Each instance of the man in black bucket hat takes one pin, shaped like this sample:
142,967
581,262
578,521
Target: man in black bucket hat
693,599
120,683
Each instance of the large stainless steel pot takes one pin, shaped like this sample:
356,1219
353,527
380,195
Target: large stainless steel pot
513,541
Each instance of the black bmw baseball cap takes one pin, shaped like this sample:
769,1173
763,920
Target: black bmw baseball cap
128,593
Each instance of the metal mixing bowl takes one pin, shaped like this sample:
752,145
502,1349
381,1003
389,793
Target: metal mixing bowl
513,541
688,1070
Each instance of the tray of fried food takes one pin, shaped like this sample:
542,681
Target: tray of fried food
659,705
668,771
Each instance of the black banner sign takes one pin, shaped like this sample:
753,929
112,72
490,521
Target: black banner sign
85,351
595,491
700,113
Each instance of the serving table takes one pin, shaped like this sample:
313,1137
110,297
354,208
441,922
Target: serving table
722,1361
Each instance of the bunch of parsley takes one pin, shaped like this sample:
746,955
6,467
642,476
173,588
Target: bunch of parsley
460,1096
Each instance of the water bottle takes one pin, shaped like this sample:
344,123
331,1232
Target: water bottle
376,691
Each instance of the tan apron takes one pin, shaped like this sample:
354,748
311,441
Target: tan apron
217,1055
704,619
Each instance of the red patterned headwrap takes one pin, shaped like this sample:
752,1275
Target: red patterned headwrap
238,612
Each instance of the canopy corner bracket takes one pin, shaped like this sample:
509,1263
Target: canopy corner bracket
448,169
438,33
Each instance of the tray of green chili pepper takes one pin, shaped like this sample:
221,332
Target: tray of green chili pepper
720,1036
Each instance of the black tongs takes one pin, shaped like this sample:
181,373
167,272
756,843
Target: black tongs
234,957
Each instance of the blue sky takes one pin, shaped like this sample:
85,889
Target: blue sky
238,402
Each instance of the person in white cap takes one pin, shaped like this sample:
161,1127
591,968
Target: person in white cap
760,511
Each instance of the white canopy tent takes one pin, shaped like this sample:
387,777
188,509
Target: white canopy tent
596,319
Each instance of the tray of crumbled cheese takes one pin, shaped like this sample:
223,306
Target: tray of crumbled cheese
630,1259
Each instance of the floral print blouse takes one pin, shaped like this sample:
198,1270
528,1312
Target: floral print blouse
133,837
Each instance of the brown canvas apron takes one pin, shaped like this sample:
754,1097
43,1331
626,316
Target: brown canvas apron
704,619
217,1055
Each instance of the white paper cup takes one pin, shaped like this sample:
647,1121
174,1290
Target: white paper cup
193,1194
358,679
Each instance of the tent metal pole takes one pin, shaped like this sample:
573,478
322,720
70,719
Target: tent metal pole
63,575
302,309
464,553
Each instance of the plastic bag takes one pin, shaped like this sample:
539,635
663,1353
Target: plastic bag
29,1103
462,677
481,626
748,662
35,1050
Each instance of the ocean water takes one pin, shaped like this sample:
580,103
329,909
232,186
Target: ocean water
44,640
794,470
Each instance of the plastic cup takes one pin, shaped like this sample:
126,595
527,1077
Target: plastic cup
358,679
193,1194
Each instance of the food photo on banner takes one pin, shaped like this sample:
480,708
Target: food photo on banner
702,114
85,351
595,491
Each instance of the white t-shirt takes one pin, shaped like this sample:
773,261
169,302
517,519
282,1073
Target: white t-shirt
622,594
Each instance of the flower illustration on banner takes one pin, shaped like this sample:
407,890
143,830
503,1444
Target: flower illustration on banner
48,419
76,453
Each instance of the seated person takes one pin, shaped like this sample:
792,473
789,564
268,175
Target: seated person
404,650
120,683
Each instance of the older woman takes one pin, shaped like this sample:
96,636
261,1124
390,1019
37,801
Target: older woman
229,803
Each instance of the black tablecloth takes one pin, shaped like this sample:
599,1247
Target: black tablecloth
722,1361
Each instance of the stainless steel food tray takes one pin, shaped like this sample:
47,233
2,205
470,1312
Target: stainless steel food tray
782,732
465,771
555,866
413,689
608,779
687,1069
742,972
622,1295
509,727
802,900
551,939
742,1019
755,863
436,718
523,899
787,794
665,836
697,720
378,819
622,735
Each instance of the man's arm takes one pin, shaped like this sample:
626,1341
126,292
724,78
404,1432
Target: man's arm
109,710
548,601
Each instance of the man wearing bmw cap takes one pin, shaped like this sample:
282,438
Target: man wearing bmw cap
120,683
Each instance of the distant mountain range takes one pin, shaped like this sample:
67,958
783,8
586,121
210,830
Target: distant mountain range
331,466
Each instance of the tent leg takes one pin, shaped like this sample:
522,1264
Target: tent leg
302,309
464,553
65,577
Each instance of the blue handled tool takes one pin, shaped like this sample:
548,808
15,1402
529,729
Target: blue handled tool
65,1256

__________________________________________________

• [Your goal]:
An exact reproduction of the listing is required, covering every entry.

• [Solution]:
Each instance of the man in black bucket hat takes one pin, shaped like this sample:
142,967
581,262
578,521
Target: man in black bucket hat
693,599
120,683
Each instance of the large stainless steel pot takes one pin, shaped like this sample:
356,1219
353,527
380,195
Target: large stainless steel pot
513,541
Each instance of the black bmw baseball cap takes one pin, shaped like this sample:
769,1173
763,920
Target: black bmw baseball cap
128,593
Each instance of the metal mixing bowl takes one pin, shaped like this sample:
752,145
502,1349
381,1003
389,793
Target: metal mixing bowl
513,541
688,1070
Each instance of the tray of fried food takes one pin, shaped like this sample:
542,681
Target: tray of fried food
659,705
668,771
Each instance of the black banner sign takes one pin, shaped like this sample:
753,929
112,72
490,521
Target: black banner sign
85,351
595,491
700,113
Each instance of the serving table takes one pin, shaped like this sample:
313,1137
110,297
354,208
441,922
Target: serving table
722,1361
Each instance of the bunch of parsley takes one pin, shaped like this sample:
746,955
6,467
642,476
173,588
Target: bunch of parsley
460,1096
Each instance of the water bottle takes one pin, shaped like this sample:
344,123
331,1232
Target: water bottle
376,691
Each instance of the tan apron takes one pin, shaped like this sample:
354,748
311,441
Target: tan apron
217,1055
704,619
Each instance of the red patterned headwrap takes one pin, shaped like this sample:
752,1275
Target: red patterned headwrap
238,612
Each instance of the canopy corner bracket takes one pin, shaped like this sample:
509,1263
Target: canopy corner bracket
448,169
438,33
Each instance of the tray of green chili pepper takes one pin, shaped like this sample:
221,332
Target: tray of green chili pepper
720,1036
Each instance of the black tongs takes one pin, shaped like this sample:
181,373
167,272
756,843
Target: black tongs
234,957
Each instance of the blue sky takes one pin, shaped like this sample:
85,889
Target: blue sky
238,402
Each instance of the person in white cap takes one pin, shaped like this sample:
161,1127
591,968
Target: person in white cap
760,511
Each instance of the white canopy tent takes one pin, shaped like this sample:
387,777
188,509
Target: white canopy tent
596,319
Each instance of the tray of crumbled cheese takes one pin, shaped like this sample:
223,306
Target: tray of crumbled cheese
630,1259
Each instance of the floral print blouse takes one pin, shaped like this sample:
198,1270
528,1312
Target: floral print blouse
133,837
Each instance of the brown canvas apron takes one pin, shaped like this sample:
754,1097
43,1331
626,316
Target: brown canvas apron
704,619
217,1055
Each instance of the white paper cup takes one pin, shaped like this sample:
647,1121
174,1290
Target: white paper cup
193,1194
358,679
Each instance of the tent metal pole takes one pin, shaped like this sample:
573,478
322,720
70,719
Target: tent metal pole
63,575
302,309
464,553
Each instance of the plastic bag takes one pin, shaped like this sample:
539,635
663,1353
Target: plastic bag
29,1103
462,677
481,626
748,662
35,1050
Each instance of the ocean water takes one pin, shaped like this sample:
580,103
329,909
232,186
Target: ocean water
44,640
794,470
Each instance of the plastic cup takes one pin, shaped like this sample:
126,595
527,1077
Target: plastic cup
358,679
193,1194
Each instance of the food photo on banner takes one pin, shaped like this sample:
480,708
Target: food photo on banner
702,114
85,351
595,491
Each instance of the white t-shirt takes one pin, shaped like this sample:
773,261
169,302
517,519
282,1073
Target: white t-shirt
622,594
Each instance of the flower illustration on banner takes one pin, shaped like this sample:
407,890
143,830
503,1444
Target: flower illustration on banner
48,419
76,453
Each instance of the seated person takes one pin, shaped like this sample:
792,473
789,564
268,175
Target: seated person
404,650
120,683
Each instance of the older woman takes one pin, shaped like this sample:
96,636
261,1124
390,1019
37,801
Target: older woman
229,803
Each instance of the black tablecloth takes one pin, shaped like this sample:
599,1247
Target: black tablecloth
722,1361
Each instance of the stainless steel food tray takes one pin, shaped like this sample:
47,233
2,205
470,1312
Target: stainless steel food tray
782,732
465,771
555,866
413,689
608,779
687,1069
742,972
622,1295
509,727
802,900
551,939
742,1019
755,863
436,718
523,899
787,794
665,836
697,720
378,819
622,735
Each instance of the man's arm takes one pin, shaped like this sample:
626,1341
126,292
724,78
404,1432
Target: man's arm
109,710
548,601
Each instance of the man wearing bmw cap takes one pin, shaped like this sample:
282,438
Target: man wearing bmw cap
120,683
Each instance of the distant mountain range takes one pin, shaped like this sample:
67,958
783,8
586,121
210,830
Target: distant mountain range
331,466
Each instance of the tent leg takes one pin, shaped like this sample:
522,1264
Target: tent leg
302,309
464,553
65,577
Each instance of the blue handled tool takes one pin, shaped like this sample:
548,808
15,1402
529,729
Target: blue handled tool
65,1256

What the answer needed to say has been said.